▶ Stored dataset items
-- begin --
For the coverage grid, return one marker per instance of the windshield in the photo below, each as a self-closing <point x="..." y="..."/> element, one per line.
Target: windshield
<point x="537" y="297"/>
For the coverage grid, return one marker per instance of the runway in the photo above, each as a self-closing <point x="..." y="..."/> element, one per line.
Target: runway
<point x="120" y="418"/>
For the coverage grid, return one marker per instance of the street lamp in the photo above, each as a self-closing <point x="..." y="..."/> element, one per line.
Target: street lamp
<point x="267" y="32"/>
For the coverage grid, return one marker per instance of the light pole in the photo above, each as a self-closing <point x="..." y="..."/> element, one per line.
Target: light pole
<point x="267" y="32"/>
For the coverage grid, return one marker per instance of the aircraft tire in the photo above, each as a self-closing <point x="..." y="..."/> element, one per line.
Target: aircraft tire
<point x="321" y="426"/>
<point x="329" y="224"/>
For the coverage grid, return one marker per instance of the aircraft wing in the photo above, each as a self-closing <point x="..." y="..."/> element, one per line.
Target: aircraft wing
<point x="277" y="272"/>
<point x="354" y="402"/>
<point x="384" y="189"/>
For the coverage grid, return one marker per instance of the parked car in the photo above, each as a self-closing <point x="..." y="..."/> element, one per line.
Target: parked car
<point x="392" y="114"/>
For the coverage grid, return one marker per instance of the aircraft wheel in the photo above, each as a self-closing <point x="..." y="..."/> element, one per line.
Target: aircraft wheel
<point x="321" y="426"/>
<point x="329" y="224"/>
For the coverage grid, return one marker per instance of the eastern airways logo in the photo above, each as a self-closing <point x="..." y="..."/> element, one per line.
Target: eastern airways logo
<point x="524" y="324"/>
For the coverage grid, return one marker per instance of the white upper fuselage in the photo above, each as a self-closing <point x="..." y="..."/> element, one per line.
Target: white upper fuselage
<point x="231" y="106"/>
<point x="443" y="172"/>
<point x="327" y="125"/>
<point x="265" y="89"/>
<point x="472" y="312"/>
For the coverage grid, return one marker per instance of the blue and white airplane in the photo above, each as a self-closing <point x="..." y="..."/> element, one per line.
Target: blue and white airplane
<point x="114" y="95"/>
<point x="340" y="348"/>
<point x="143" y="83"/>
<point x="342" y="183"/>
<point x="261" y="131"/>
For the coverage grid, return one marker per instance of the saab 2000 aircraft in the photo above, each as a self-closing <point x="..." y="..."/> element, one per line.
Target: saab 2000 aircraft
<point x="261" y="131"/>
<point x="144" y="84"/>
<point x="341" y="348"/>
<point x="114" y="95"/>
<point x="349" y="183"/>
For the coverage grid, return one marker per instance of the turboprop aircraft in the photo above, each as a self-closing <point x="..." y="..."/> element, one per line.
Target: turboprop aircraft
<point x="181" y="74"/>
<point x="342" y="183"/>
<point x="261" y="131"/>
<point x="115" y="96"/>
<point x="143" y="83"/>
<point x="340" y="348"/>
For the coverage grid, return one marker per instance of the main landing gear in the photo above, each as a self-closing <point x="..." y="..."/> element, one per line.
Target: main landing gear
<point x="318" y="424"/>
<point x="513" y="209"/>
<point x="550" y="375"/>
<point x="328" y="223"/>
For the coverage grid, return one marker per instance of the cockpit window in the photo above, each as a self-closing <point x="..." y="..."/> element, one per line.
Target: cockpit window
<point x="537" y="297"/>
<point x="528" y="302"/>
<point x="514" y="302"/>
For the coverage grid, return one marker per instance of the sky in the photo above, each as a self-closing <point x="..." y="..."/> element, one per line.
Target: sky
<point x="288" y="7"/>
-- end --
Render the lines above as a JSON list of strings, with one string for each line and any blank lines omitted.

▶ The response
[
  "For the coverage grid, return one marker per instance of the windshield in the photo below, each as a self-closing <point x=\"...\" y=\"...\"/> element, one per line.",
  "Target: windshield",
  "<point x=\"537\" y=\"297\"/>",
  "For the coverage grid, return one marker per instance of the runway in the photo above, each as a self-closing <point x=\"...\" y=\"...\"/> element, one per line.",
  "Target: runway",
  "<point x=\"120\" y=\"418\"/>",
  "For the coverage grid, return one marker per instance of the street lamp in the photo above, each as a self-closing <point x=\"...\" y=\"...\"/> element, one per line.",
  "Target: street lamp",
  "<point x=\"267\" y=\"32\"/>",
  "For the coverage grid, return one marker per instance of the light pole in the photo above, each as a self-closing <point x=\"...\" y=\"...\"/> element, one per line.",
  "Target: light pole",
  "<point x=\"267\" y=\"32\"/>",
  "For the coverage grid, return one marker per instance of the aircraft tire in the photo above, each as a self-closing <point x=\"...\" y=\"...\"/> element, one per line.",
  "Target: aircraft tire",
  "<point x=\"321\" y=\"426\"/>",
  "<point x=\"329\" y=\"224\"/>",
  "For the coverage grid, return one marker per instance of the aircraft wing in the photo above, each as a self-closing <point x=\"...\" y=\"...\"/> element, one per line.",
  "Target: aircraft wing",
  "<point x=\"277\" y=\"272\"/>",
  "<point x=\"354\" y=\"402\"/>",
  "<point x=\"384\" y=\"189\"/>",
  "For the coverage grid, return one marker per instance of the parked car in the photo above, each as a self-closing <point x=\"...\" y=\"...\"/> element, one per line.",
  "Target: parked car",
  "<point x=\"392\" y=\"114\"/>",
  "For the coverage grid, return one marker per instance of the aircraft wheel in the photo above, each as a self-closing <point x=\"...\" y=\"...\"/> element, one per line.",
  "Target: aircraft wheel",
  "<point x=\"321\" y=\"426\"/>",
  "<point x=\"329\" y=\"224\"/>",
  "For the coverage grid, return one marker per instance of the eastern airways logo in the photo above, each as a self-closing <point x=\"...\" y=\"...\"/> element, one per line.",
  "Target: eastern airways logo",
  "<point x=\"524\" y=\"324\"/>",
  "For the coverage grid, return one marker per instance of the white upper fuselage in the photo above, each as a self-closing <point x=\"...\" y=\"...\"/> element, one per line.",
  "Target: white upper fuselage",
  "<point x=\"231\" y=\"106\"/>",
  "<point x=\"443\" y=\"172\"/>",
  "<point x=\"327\" y=\"125\"/>",
  "<point x=\"265\" y=\"89\"/>",
  "<point x=\"472\" y=\"312\"/>",
  "For the coverage grid, return one marker per instance of the blue and white airplane in the photo above, each as a self-closing <point x=\"...\" y=\"...\"/> element, one per line.",
  "Target: blue and white airplane",
  "<point x=\"114\" y=\"95\"/>",
  "<point x=\"340\" y=\"348\"/>",
  "<point x=\"143\" y=\"83\"/>",
  "<point x=\"342\" y=\"183\"/>",
  "<point x=\"261\" y=\"131\"/>",
  "For the coverage grid, return one marker per instance of the saab 2000 aircraft in the photo above, each as a self-closing <point x=\"...\" y=\"...\"/> element, one per line.",
  "Target: saab 2000 aircraft",
  "<point x=\"261\" y=\"131\"/>",
  "<point x=\"144\" y=\"84\"/>",
  "<point x=\"341\" y=\"348\"/>",
  "<point x=\"114\" y=\"95\"/>",
  "<point x=\"349\" y=\"183\"/>",
  "For the coverage grid, return one marker per instance of the turboprop aircraft in the photo above, each as a self-closing <point x=\"...\" y=\"...\"/> element, one per line.",
  "Target: turboprop aircraft",
  "<point x=\"181\" y=\"74\"/>",
  "<point x=\"342\" y=\"183\"/>",
  "<point x=\"261\" y=\"131\"/>",
  "<point x=\"115\" y=\"96\"/>",
  "<point x=\"143\" y=\"83\"/>",
  "<point x=\"340\" y=\"348\"/>",
  "For the coverage grid, return one marker per instance of the main landing gear in the photo above, each as a self-closing <point x=\"...\" y=\"...\"/> element, one per line.",
  "Target: main landing gear",
  "<point x=\"318\" y=\"424\"/>",
  "<point x=\"513\" y=\"209\"/>",
  "<point x=\"550\" y=\"375\"/>",
  "<point x=\"328\" y=\"223\"/>",
  "For the coverage grid, return one marker per instance of the cockpit window in the photo above, each as a self-closing <point x=\"...\" y=\"...\"/> element, one per line.",
  "Target: cockpit window",
  "<point x=\"537\" y=\"297\"/>",
  "<point x=\"528\" y=\"302\"/>",
  "<point x=\"514\" y=\"302\"/>",
  "For the coverage grid, return one marker per instance of the sky in the photo above, each as a self-closing <point x=\"...\" y=\"...\"/> element, one per line.",
  "Target: sky",
  "<point x=\"288\" y=\"7\"/>"
]